→ **PROBLEM REQUIREMENTS**: From the records that follow, copy every line that contains the word "player".

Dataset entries

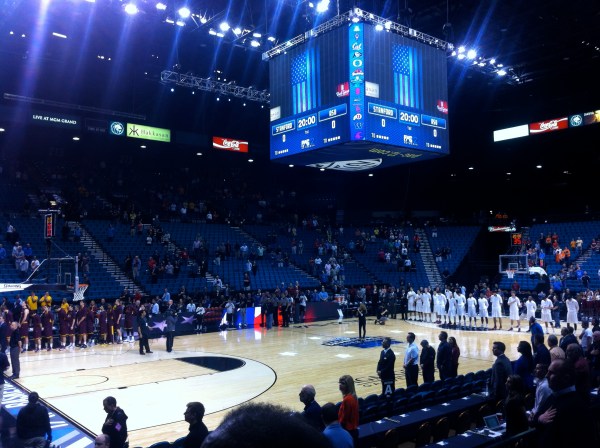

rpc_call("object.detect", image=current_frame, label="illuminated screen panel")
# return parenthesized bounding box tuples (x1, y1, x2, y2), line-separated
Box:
(269, 26, 349, 158)
(269, 22, 449, 170)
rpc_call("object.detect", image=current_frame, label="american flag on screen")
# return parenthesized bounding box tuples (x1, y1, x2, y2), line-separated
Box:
(291, 47, 320, 114)
(392, 45, 423, 108)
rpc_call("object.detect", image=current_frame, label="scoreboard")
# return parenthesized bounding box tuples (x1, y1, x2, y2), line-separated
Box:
(269, 22, 449, 171)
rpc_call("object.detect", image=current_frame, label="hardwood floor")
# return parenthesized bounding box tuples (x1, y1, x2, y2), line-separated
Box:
(12, 316, 537, 447)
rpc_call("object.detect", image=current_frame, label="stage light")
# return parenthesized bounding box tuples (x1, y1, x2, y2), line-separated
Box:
(141, 145, 147, 149)
(52, 32, 67, 39)
(468, 166, 474, 170)
(156, 2, 167, 10)
(216, 32, 224, 38)
(0, 128, 5, 132)
(457, 53, 465, 60)
(368, 173, 373, 177)
(250, 39, 260, 47)
(267, 36, 276, 42)
(536, 165, 542, 169)
(497, 69, 507, 76)
(176, 20, 185, 27)
(9, 31, 14, 35)
(170, 88, 175, 92)
(197, 152, 203, 156)
(457, 46, 465, 54)
(289, 164, 294, 168)
(219, 22, 230, 32)
(166, 18, 174, 24)
(178, 7, 190, 18)
(248, 159, 254, 163)
(199, 16, 208, 24)
(316, 0, 330, 13)
(467, 49, 477, 59)
(252, 32, 262, 38)
(124, 3, 138, 15)
(72, 137, 80, 141)
(375, 24, 383, 31)
(320, 168, 325, 171)
(209, 29, 217, 35)
(233, 27, 242, 35)
(490, 58, 496, 65)
(384, 21, 391, 30)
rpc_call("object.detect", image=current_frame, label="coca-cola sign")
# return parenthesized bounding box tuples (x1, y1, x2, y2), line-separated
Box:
(212, 136, 249, 153)
(529, 117, 568, 134)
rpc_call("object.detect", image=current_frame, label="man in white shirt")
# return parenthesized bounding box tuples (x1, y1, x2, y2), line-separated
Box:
(403, 332, 419, 387)
(466, 293, 478, 329)
(565, 296, 579, 331)
(508, 291, 522, 332)
(422, 288, 432, 323)
(525, 296, 537, 321)
(490, 291, 503, 330)
(478, 295, 489, 329)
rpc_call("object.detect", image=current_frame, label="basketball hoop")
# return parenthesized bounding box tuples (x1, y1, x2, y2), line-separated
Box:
(73, 283, 88, 302)
(506, 270, 515, 279)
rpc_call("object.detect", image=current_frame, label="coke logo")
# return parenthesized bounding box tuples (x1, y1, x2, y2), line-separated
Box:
(539, 120, 559, 130)
(222, 139, 241, 149)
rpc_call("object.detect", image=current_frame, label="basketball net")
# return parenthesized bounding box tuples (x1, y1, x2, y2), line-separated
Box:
(506, 270, 515, 279)
(73, 284, 88, 302)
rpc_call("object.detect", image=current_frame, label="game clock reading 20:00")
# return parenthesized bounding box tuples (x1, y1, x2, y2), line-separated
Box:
(297, 114, 317, 130)
(399, 110, 420, 126)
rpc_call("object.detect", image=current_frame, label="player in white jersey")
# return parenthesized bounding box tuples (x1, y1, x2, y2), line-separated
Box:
(407, 287, 416, 320)
(415, 290, 423, 321)
(525, 296, 537, 321)
(466, 293, 478, 328)
(565, 296, 580, 330)
(478, 295, 489, 328)
(489, 292, 503, 330)
(432, 291, 441, 323)
(507, 291, 522, 332)
(540, 296, 554, 333)
(438, 291, 447, 325)
(456, 291, 466, 327)
(422, 289, 432, 322)
(447, 293, 457, 326)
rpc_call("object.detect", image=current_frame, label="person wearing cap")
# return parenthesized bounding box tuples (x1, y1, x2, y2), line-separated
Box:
(16, 391, 52, 448)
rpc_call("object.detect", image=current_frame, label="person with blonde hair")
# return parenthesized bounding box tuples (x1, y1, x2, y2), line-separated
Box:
(338, 375, 359, 443)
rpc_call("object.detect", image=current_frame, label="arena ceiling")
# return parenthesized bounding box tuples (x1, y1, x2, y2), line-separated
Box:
(0, 0, 599, 219)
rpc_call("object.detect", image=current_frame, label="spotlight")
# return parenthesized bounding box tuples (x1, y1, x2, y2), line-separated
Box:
(199, 16, 208, 24)
(72, 137, 80, 141)
(248, 159, 254, 163)
(384, 21, 391, 30)
(250, 39, 260, 47)
(219, 22, 230, 32)
(457, 46, 465, 53)
(233, 27, 242, 35)
(267, 36, 276, 42)
(156, 2, 167, 10)
(197, 152, 203, 156)
(252, 32, 262, 38)
(141, 145, 147, 149)
(170, 88, 175, 92)
(178, 7, 191, 18)
(52, 32, 67, 39)
(497, 69, 507, 76)
(209, 29, 217, 35)
(466, 49, 477, 59)
(375, 24, 383, 31)
(176, 20, 185, 27)
(166, 18, 175, 24)
(316, 0, 330, 13)
(124, 3, 138, 15)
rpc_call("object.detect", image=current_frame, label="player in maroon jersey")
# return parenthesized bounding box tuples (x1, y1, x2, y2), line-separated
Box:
(98, 306, 108, 344)
(76, 302, 88, 348)
(67, 305, 75, 348)
(31, 311, 42, 352)
(106, 304, 114, 344)
(41, 306, 54, 351)
(19, 302, 30, 353)
(113, 299, 124, 344)
(87, 301, 96, 345)
(124, 301, 136, 342)
(58, 304, 70, 350)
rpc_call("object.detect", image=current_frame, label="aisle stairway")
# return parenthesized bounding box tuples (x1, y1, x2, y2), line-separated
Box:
(414, 228, 443, 287)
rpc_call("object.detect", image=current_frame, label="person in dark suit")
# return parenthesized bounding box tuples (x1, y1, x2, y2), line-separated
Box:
(436, 331, 452, 380)
(531, 359, 595, 447)
(299, 384, 323, 430)
(8, 321, 20, 379)
(490, 341, 513, 399)
(420, 339, 436, 383)
(183, 401, 209, 448)
(137, 309, 152, 355)
(377, 337, 396, 395)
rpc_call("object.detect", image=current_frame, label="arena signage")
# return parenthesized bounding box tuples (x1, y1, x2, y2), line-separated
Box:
(31, 110, 80, 129)
(212, 136, 249, 153)
(126, 123, 171, 142)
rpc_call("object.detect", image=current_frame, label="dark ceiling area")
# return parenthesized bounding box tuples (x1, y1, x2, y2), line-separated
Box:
(0, 0, 599, 221)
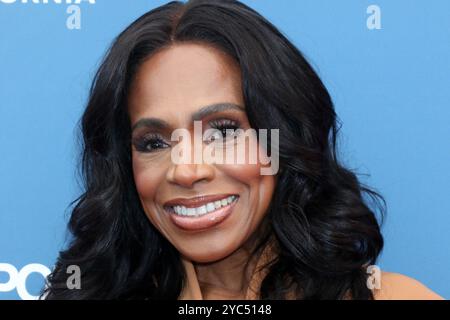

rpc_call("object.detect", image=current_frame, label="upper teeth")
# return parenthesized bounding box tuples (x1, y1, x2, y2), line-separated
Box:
(172, 195, 237, 217)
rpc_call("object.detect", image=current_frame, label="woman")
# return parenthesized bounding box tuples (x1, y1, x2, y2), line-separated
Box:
(43, 0, 443, 299)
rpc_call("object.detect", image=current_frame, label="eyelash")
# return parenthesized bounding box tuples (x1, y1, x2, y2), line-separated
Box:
(133, 118, 242, 153)
(208, 119, 241, 138)
(133, 133, 169, 153)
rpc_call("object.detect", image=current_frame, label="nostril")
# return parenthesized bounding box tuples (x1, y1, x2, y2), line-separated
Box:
(166, 162, 215, 187)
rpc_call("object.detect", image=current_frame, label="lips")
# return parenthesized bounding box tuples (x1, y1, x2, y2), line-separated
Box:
(164, 194, 237, 208)
(163, 194, 239, 231)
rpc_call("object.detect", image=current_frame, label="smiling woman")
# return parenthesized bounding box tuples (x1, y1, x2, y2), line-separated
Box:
(42, 0, 443, 300)
(128, 42, 276, 267)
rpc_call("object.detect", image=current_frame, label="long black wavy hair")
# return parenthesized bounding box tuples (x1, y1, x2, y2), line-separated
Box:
(43, 0, 385, 300)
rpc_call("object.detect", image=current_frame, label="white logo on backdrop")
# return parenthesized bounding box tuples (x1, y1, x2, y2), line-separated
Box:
(0, 0, 96, 30)
(0, 263, 51, 300)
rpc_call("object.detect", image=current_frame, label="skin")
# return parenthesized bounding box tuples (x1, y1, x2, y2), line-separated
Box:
(128, 42, 445, 300)
(179, 259, 446, 299)
(373, 272, 444, 300)
(128, 43, 275, 299)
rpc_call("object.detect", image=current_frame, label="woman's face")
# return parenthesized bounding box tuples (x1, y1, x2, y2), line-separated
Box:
(128, 43, 275, 263)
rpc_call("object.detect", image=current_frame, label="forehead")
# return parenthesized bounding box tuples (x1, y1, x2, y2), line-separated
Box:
(127, 43, 244, 125)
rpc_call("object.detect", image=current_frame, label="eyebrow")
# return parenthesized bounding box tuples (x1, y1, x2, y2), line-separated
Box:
(191, 102, 244, 121)
(131, 102, 245, 133)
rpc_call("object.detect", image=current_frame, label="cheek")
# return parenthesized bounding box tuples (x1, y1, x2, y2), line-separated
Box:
(132, 154, 165, 202)
(219, 162, 261, 182)
(219, 139, 276, 193)
(218, 148, 276, 215)
(132, 155, 171, 231)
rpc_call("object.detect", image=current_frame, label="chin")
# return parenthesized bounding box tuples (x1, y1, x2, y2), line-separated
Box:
(177, 238, 243, 264)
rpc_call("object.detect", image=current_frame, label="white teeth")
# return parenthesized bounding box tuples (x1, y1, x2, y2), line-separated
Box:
(206, 203, 215, 213)
(170, 196, 237, 217)
(197, 205, 207, 215)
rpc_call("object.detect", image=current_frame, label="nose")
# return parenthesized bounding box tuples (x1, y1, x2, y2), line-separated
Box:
(166, 130, 216, 187)
(166, 162, 215, 188)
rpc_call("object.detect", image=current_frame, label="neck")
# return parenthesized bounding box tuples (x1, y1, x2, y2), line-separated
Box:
(194, 233, 264, 298)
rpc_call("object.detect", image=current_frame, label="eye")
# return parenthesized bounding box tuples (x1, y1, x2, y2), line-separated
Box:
(205, 119, 241, 143)
(133, 133, 170, 153)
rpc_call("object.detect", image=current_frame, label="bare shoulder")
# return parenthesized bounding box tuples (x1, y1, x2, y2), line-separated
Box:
(373, 271, 445, 300)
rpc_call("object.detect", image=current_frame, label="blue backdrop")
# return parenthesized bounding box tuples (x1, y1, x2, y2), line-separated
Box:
(1, 0, 449, 299)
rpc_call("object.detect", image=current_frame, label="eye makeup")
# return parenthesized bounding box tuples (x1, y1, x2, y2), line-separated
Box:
(205, 118, 242, 142)
(132, 132, 170, 153)
(131, 111, 247, 154)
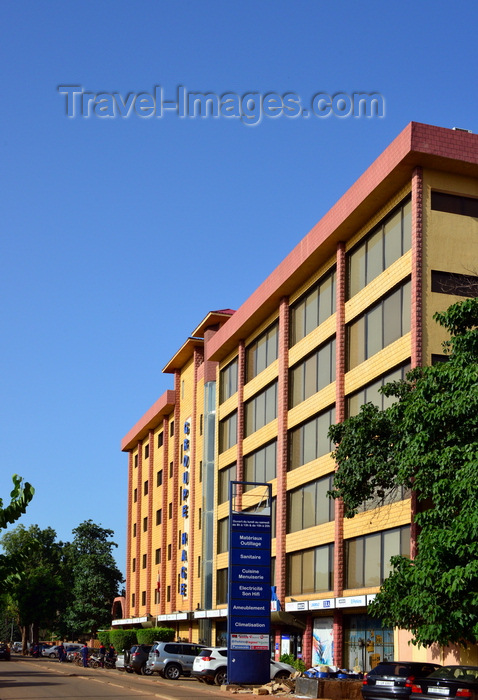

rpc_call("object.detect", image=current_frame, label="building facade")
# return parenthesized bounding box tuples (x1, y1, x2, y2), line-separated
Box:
(119, 123, 478, 670)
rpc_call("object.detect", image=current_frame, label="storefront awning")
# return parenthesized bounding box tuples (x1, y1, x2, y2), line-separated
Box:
(271, 610, 306, 630)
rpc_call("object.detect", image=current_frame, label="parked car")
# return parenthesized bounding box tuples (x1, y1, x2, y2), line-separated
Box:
(410, 665, 478, 700)
(146, 642, 206, 679)
(43, 643, 82, 659)
(125, 645, 153, 674)
(0, 643, 11, 661)
(362, 662, 442, 700)
(115, 652, 126, 671)
(192, 647, 295, 686)
(11, 642, 22, 653)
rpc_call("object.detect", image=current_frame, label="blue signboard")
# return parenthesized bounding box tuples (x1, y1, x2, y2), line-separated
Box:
(227, 482, 272, 685)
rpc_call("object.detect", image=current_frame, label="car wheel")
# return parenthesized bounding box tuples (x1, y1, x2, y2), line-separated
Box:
(164, 663, 181, 680)
(274, 671, 290, 680)
(125, 666, 134, 674)
(141, 665, 153, 676)
(49, 652, 57, 659)
(215, 668, 227, 686)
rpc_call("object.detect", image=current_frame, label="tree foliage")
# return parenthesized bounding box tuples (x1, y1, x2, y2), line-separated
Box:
(62, 520, 123, 637)
(0, 475, 34, 530)
(328, 297, 478, 648)
(0, 525, 67, 649)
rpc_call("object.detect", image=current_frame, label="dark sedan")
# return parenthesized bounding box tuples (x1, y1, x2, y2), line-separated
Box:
(362, 662, 442, 700)
(411, 665, 478, 700)
(0, 644, 11, 661)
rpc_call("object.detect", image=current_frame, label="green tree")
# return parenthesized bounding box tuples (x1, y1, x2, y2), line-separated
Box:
(328, 297, 478, 648)
(0, 525, 67, 651)
(63, 520, 123, 638)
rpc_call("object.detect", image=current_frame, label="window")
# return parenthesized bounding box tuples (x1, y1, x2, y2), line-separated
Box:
(142, 553, 147, 569)
(246, 322, 279, 382)
(347, 363, 410, 417)
(347, 280, 411, 370)
(199, 460, 203, 483)
(168, 544, 171, 560)
(133, 488, 137, 503)
(287, 475, 335, 532)
(156, 508, 162, 525)
(288, 406, 335, 470)
(289, 338, 336, 408)
(287, 544, 334, 595)
(244, 441, 276, 489)
(155, 548, 161, 565)
(157, 470, 163, 487)
(144, 443, 149, 459)
(200, 413, 203, 435)
(290, 268, 336, 345)
(431, 270, 478, 298)
(168, 502, 172, 519)
(131, 593, 135, 607)
(244, 496, 276, 538)
(217, 517, 229, 554)
(170, 421, 174, 437)
(143, 516, 148, 532)
(166, 585, 171, 603)
(169, 462, 173, 478)
(198, 507, 202, 529)
(345, 526, 410, 588)
(216, 568, 228, 605)
(219, 411, 237, 453)
(154, 590, 160, 604)
(198, 556, 201, 576)
(144, 480, 149, 496)
(134, 454, 138, 468)
(132, 558, 136, 572)
(245, 381, 278, 436)
(133, 523, 137, 537)
(220, 358, 238, 403)
(348, 198, 411, 298)
(218, 463, 237, 504)
(141, 591, 146, 606)
(158, 432, 163, 448)
(431, 190, 478, 218)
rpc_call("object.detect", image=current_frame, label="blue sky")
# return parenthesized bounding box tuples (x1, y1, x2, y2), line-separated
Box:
(1, 0, 477, 577)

→ **SOLUTION TO THE EXERCISE**:
rpc_call("object.detect", image=current_frame, label="player in white jersey")
rpc_call("object.detect", image=current_frame, label="player in maroon jersey")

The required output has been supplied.